(Do this) Copy every one of the records below word for word, changing nothing in any line.

(Provided data)
####################

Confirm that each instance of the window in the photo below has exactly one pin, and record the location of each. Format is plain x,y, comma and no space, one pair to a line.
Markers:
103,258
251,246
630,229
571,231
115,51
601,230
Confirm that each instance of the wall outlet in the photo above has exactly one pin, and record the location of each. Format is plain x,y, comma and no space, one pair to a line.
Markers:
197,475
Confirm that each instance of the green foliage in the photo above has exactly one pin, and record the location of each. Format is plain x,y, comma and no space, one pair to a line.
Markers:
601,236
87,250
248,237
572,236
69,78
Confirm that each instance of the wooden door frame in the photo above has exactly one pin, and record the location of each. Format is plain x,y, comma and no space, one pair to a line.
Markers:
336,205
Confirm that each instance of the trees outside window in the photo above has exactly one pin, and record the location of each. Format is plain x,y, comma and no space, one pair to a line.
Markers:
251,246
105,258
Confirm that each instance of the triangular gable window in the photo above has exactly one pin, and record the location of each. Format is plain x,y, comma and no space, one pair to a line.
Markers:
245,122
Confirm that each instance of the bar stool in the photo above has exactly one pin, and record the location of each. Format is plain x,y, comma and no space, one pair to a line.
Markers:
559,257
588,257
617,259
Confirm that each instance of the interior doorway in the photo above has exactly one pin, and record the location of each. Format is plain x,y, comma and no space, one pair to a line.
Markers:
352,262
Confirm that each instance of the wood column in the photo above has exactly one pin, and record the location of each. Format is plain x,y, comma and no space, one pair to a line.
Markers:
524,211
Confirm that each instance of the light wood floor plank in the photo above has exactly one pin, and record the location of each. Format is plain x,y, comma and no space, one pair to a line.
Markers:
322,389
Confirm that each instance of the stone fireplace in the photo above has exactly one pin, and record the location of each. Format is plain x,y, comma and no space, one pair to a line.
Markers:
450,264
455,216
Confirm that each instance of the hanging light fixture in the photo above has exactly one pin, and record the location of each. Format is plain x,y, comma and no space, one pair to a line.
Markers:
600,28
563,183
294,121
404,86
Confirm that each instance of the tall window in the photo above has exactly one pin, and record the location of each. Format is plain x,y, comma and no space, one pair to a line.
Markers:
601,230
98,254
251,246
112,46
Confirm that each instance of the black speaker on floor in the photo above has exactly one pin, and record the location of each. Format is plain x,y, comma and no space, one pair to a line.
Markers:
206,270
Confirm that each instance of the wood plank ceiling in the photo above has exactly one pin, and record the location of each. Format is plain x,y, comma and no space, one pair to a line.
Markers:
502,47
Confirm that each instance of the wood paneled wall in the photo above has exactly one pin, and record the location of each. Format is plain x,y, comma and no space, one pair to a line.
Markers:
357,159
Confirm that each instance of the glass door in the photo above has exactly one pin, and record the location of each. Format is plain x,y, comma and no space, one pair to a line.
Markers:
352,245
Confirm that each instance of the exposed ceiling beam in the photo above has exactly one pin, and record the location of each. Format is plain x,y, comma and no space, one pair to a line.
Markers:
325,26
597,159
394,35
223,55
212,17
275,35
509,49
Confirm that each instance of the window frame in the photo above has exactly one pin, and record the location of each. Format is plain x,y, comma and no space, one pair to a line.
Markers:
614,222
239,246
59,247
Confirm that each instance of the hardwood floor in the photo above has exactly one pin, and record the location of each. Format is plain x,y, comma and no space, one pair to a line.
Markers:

####################

(Written response)
Confirm that each instance of the window in the photo below has exactly one pin, and record the location of each. Format is plain x,y, comma and no space, one pair to a line.
Markers:
103,258
251,246
630,229
571,231
115,51
601,230
Confirm that each instance of the wall outlet in the photo above has exactly one pin, and record the location of each. Format is plain x,y, comma and no space, one pair to a line.
Markers:
197,475
Confirm that each instance of the green foliage in the photo above has exactly one pin, and record the location of each. Format is plain x,y, comma and no space, one pair to a line.
Markers:
601,236
87,250
248,237
572,236
69,78
Confirm that each instance of the wooden door frame in the photo above has exactly one pin, and record the location of each. Format is plain x,y, comma and no space, one pair to a line.
Markers:
336,205
Confirm that each instance of the trees outside window in the photo above has exactly one pin, and record the location of each. Format is plain x,y, comma and no space, one pair to a line.
Markers:
251,246
105,258
Confirm that each instance of the triangular gable window in the photo above has exactly one pin, and record the location of each. Format is plain x,y, comma and no space, one pair to a line.
Markers:
245,122
Confirm that each instance of the bar stool in the photo above has exactly one pin, and record the location of each. Format is plain x,y, comma and no space, one pair to a line.
Markers:
559,257
588,257
617,259
Confirm that each instance of the interior doorway in the photo above has exactly one pin, and record the location of each. Format is plain x,y, comma and no space, one pair to a line.
Markers:
352,262
Confirm that each instance of the wood column in the photo above has exactly one pin, and record the location of each. Format is plain x,y, comma and no space, one pair to a line.
Markers:
524,211
Confirm that each instance of the light wood floor plank in the photo above has exactly one pin, and record the location of each. Format is plain x,y, comma and no space, one pair to a line.
Markers:
322,389
Confirm that each instance of the stone fireplace in the photo above has exactly one pin, and record the location of each. Format is plain x,y, comma and no space, one pair to a line.
Markers:
450,264
455,216
Confirm that each instance of the hanging light fixture in the photo above has exactly one pin, and record the location of each. Format is plain x,y, comma and no space, one pair to a line.
Markers:
600,28
563,183
294,121
404,86
Confirm that each instance of the tall window in the photo above has exactly one pin, and record the location of each. Format is plain x,y, comma and no space, one pair to a line.
Markers:
601,230
98,254
251,246
112,46
Confirm that each instance of the black speaker on floor in the photo above has exactly one pin, and record the location of each. Format is plain x,y, comma and no space, one pair to a line.
Markers:
206,270
Confirm that each instance of the wood plank ceiling in the photo above has exactly one pin, and record the location of each. Format is plain x,y, comma and no space, one pair to a line.
Markers:
502,47
Confirm that each instance of the wood paneled wall in the photo above has exactly one pin, and record the location of each. Format is plain x,y, comma and no space, one pair to a line.
Markers:
357,159
Confirm that each instance of the glass door in the photo above has exactly one pin, and record the location of each. Format is plain x,y, comma and no space, one pair to a line.
Markers:
352,245
Confirm that each instance of the exposed ceiling beam in the photo above has exactly one pin, and record the location of each. Format is plain x,y, comma and no space, one pair to a line.
Markers:
325,26
597,159
394,35
223,55
212,17
275,35
509,49
Confirm that each instance of the window frame in the photo above has exactly one pin, and record the location of each. Format is plain x,y, comma and no space, one pair to a line.
Markers:
614,222
239,246
59,247
Confirm that each instance of the hardwood floor in the photo above has exactly one pin, and record the location of each. Format is plain x,y, comma and no space, one pair to a line.
Markers:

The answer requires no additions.